§ **TEXT SEGMENT**

======

Now that the 2010 regular session is nearly over, the difference between the Kentucky state legislature and the writing staff of “Lost” has become painfully obvious: One is a show about time-travel, bloated plot lines, half-baked science and induces regular and frustrated head-scratching, whereas the other airs Tuesdays on ABC.
Of the paltry 55 bills produced by the general assembly this session and signed into law by Gov. Steve Beshear, virtually none of them address the commonwealth’s most dire problems — measures to expand health care access to children, strengthen anti-domestic violence laws, reduce pollution from surface-top mining, and (most dire of all) adequately balancing Kentucky’s $1.5 billion budgetary shortfall without cannibalizing essential social services have all failed to reach the governor’s desk this year.
With only two days remaining on the legislative calendar, and a host of good bills hanging in the balance, Kentucky’s contingent of progressive politicians are largely disappointed with what they feel to be another wasted 60 days in Frankfort.
“We did very poorly,” admits Sen. Kathy Stein, D-Lexington, on behalf of the legislature. “It’s been … what’s the old saying? Slow as molasses in winter … I don’t have much memory of anything good happening this session, because we generally hold the important stuff until the very end, as part of the horse trading that goes on behind closed doors.”
By “important stuff,” Stein of course means the state budget, aka House Bill 290, whose current 369-page incarnation — depending on which chamber gets their way — will either 1) bankrupt the state by spending borrowed money on construction projects, or 2) screw over the state’s poor, elderly and sick in a desperate attempt to stop the hemorrhaging. A true “lose-lose” scenario, if ever there was one.

======

Rows of box annotation data
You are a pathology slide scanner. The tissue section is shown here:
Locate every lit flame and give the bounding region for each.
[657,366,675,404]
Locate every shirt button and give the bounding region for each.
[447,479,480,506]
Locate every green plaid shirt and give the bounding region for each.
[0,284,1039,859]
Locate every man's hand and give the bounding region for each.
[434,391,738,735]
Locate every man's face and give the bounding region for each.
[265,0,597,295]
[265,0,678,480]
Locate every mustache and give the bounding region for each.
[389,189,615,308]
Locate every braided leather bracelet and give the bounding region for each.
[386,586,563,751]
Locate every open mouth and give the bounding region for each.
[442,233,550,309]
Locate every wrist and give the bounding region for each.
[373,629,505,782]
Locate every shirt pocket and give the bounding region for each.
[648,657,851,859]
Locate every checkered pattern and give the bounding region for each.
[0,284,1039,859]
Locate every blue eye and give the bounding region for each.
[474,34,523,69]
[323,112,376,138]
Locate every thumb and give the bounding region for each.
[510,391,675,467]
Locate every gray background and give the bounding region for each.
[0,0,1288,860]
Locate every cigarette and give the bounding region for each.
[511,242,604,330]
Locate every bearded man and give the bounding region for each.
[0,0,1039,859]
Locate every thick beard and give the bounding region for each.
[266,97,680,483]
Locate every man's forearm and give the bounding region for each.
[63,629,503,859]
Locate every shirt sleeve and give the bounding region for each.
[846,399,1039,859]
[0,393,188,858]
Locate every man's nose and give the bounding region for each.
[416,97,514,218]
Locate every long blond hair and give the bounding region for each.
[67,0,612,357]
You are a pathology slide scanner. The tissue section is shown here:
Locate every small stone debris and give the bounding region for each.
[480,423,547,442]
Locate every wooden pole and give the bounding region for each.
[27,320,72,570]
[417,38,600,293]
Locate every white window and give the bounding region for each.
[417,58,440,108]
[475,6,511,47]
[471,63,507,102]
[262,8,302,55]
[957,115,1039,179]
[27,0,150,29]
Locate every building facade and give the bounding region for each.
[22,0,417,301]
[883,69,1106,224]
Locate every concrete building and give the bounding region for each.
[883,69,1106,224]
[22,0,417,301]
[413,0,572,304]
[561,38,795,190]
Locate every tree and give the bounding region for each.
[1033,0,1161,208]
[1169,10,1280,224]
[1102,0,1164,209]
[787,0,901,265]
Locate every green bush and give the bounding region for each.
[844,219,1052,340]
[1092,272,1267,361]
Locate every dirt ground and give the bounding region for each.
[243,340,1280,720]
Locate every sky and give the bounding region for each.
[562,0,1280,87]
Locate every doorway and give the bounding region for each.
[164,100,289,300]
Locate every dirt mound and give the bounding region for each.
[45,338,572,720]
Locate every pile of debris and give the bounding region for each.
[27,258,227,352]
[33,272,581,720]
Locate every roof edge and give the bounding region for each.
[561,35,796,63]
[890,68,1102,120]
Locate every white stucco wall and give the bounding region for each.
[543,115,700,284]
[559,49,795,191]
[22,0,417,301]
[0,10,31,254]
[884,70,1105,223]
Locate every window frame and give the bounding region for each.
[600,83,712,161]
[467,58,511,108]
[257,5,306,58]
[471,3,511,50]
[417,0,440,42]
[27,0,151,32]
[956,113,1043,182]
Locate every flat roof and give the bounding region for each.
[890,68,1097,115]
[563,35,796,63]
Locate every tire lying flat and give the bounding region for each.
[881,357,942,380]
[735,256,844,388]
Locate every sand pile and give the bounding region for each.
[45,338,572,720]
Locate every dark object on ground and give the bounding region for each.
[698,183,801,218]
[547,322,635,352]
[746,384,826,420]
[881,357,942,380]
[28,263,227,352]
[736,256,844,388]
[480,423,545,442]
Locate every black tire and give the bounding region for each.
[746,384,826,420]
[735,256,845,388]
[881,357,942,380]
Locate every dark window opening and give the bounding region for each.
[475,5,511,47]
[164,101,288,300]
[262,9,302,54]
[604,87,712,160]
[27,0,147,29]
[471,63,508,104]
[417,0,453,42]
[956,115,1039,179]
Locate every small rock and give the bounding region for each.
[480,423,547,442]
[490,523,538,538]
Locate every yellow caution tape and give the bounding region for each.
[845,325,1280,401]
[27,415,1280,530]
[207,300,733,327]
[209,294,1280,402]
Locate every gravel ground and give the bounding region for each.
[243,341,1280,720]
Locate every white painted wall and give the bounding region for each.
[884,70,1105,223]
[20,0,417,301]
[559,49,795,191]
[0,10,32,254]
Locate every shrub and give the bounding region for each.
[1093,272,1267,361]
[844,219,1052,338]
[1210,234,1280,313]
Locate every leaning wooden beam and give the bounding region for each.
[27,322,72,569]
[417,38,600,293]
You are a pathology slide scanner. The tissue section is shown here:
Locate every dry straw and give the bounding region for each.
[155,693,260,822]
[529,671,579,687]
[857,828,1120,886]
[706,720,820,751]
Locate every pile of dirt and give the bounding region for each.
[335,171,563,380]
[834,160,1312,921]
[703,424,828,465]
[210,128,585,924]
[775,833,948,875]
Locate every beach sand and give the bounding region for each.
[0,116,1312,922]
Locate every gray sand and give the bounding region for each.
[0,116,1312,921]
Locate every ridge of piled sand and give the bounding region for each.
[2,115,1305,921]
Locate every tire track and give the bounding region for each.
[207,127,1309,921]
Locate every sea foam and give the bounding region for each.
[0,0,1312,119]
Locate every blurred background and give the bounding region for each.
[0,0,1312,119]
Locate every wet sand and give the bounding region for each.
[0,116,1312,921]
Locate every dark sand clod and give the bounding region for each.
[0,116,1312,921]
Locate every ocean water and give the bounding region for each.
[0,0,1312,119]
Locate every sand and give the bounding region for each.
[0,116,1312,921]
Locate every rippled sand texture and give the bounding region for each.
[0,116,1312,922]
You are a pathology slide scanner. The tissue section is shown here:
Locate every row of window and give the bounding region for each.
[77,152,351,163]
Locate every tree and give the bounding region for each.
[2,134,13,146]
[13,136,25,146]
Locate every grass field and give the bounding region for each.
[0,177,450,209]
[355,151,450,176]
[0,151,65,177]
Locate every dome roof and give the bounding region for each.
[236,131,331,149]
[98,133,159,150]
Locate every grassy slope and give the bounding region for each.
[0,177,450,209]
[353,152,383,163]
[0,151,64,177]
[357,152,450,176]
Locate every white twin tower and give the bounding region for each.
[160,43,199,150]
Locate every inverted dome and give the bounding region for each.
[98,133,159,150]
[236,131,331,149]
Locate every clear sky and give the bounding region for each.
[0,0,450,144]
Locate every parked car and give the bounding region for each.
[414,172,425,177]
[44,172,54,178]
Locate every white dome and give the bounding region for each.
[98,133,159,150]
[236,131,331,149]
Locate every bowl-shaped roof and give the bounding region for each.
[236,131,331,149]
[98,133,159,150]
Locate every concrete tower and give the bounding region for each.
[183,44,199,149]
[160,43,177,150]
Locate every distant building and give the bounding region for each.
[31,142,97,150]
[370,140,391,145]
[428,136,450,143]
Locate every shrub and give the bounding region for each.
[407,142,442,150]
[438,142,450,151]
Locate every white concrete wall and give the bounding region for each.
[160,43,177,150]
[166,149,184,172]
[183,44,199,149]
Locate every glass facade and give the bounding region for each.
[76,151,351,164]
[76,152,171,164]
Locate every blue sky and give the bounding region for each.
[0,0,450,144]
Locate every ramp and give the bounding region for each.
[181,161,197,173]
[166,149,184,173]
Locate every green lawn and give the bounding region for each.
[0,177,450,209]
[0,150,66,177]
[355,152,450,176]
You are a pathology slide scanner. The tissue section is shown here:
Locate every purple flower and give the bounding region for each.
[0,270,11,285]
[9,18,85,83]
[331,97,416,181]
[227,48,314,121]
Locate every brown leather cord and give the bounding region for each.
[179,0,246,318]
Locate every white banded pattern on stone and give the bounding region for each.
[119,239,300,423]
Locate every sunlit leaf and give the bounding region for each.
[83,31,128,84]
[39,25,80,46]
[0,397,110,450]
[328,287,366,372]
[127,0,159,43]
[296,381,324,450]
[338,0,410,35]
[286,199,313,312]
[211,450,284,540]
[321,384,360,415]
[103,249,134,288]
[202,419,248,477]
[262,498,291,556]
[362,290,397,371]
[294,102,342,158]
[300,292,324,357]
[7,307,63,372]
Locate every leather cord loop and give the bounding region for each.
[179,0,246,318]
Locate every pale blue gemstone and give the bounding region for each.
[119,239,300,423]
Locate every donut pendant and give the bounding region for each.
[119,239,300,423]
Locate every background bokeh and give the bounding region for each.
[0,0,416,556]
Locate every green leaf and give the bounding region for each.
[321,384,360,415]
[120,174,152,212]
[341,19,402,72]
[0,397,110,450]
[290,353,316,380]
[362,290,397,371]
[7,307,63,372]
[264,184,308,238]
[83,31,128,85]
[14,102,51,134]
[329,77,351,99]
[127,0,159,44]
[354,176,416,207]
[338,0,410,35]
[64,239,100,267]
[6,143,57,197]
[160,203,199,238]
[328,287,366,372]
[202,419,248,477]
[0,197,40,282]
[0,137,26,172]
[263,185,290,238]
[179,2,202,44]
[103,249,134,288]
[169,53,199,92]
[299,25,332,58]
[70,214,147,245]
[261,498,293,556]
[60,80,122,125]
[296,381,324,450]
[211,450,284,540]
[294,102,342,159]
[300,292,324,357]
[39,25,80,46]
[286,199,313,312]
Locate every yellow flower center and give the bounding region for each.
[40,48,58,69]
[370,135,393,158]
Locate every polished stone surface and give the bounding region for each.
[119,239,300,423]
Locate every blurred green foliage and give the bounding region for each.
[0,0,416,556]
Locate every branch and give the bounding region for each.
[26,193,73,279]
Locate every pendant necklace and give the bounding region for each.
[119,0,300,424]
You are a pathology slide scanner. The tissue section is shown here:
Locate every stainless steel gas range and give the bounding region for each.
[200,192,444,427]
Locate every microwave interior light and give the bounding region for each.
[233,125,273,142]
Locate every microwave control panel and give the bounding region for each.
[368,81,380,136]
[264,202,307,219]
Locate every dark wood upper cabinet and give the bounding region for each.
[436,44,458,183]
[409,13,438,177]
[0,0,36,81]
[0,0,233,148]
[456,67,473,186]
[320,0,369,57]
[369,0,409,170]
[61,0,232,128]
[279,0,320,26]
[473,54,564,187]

======

§ **GIVEN EXERCISE A**
Please rewrite the entries, beginning at the line that has "Locate every cigarette" and stopping after the line that has "[63,629,503,859]", with every "Locate" line kept as it is. Shift each bounding-box coordinate by adding 32 to it.
§ **GIVEN EXERCISE B**
Carry on the article on the Kentucky legislature, starting right after its last sentence.
The article on the Kentucky legislature and the entries come from unrelated sources.

§ **EXERCISE RESPONSE A**
Locate every cigarette and give the bounding region for each.
[543,274,636,362]
Locate every bearded man and give the bounding region for each.
[32,32,1071,891]
Locate every thick beard and give the bounding region for each.
[298,129,712,515]
Locate every man's forearm and give the bounding region for each.
[95,661,535,891]

§ **EXERCISE RESPONSE B**
To be fair, H.B. 290 will expand Meals-on-Wheels coverage, increase funding for state social-worker protections, and result in a few other nominal positives. However, Stein says she doesn’t care for either option, and it’s easy to see why: House Speaker Greg Stumbo, D-35, champions a version of the budget that calls for increasing the state’s debt via $2 billion in construction spending (mainly in Democratic districts, no less), while Senate President David Williams, R-16, favors slashing education and human services spending nearly 4 percent over the next two years, thereby edging Kentucky ever closer to that post-apocalyptic “Mad Max” scenario we’re all dying to experience.
“What we should’ve done,” Stein continues, “is listen to Jim Wayne. He has a very good tax reform proposal out there that should be looked at.”
Stein is referring to Rep. Jim Wayne. D-35, sponsor of House Bill 13, which would establish a progressive tax scale and, according to Kentucky Legislative Resource Council estimates, would do more to alleviate the budget crisis than H.B. 290 while providing a $97 million tax cut for 350,000 working-class families every year.
“Unfortunately,” says Stein, “(anti-tax demagogue) Grover Norquist has everyone scared to death that he’s going to have a press conference about you if you support tax reform, saying you want to raise taxes on everybody.”
This lack of political will, as Wayne suggests, shouldn’t be surprising. The Louisville representative says there was some interest in his tax reform bill, H.B. 13, at the beginning of the session, but the interest quickly faded in lieu of electoral concern.
“What happened was we have 43 Democrats up for re-election,” Wayne says. “When you have an election year, the leaders don’t want their constituents thinking they’re going to raise their taxes. So they get scared.”
Wayne says the House’s spending approach — which claims to create nearly 25,000 jobs — will result in Kentucky having one of the highest state debts in the nation. It’s a scenario he’d like to avoid, but given the climate in Frankfort and the impending end of the session, mediocrity will have to do.
“I don’t think they have it within them to be leaders,” Wayne says. “They’re merely managers. (Then-Gov.) Paul Patton took many of the proposals I had to develop a progressive tax system, but then the sex scandal happened and he couldn’t do anything. These leaders all have political capital, but they’re not using it, in my estimation, to create a vision of how you can stabilize the state economy and to build a coalition to get the legislative job done. It just doesn’t happen here.”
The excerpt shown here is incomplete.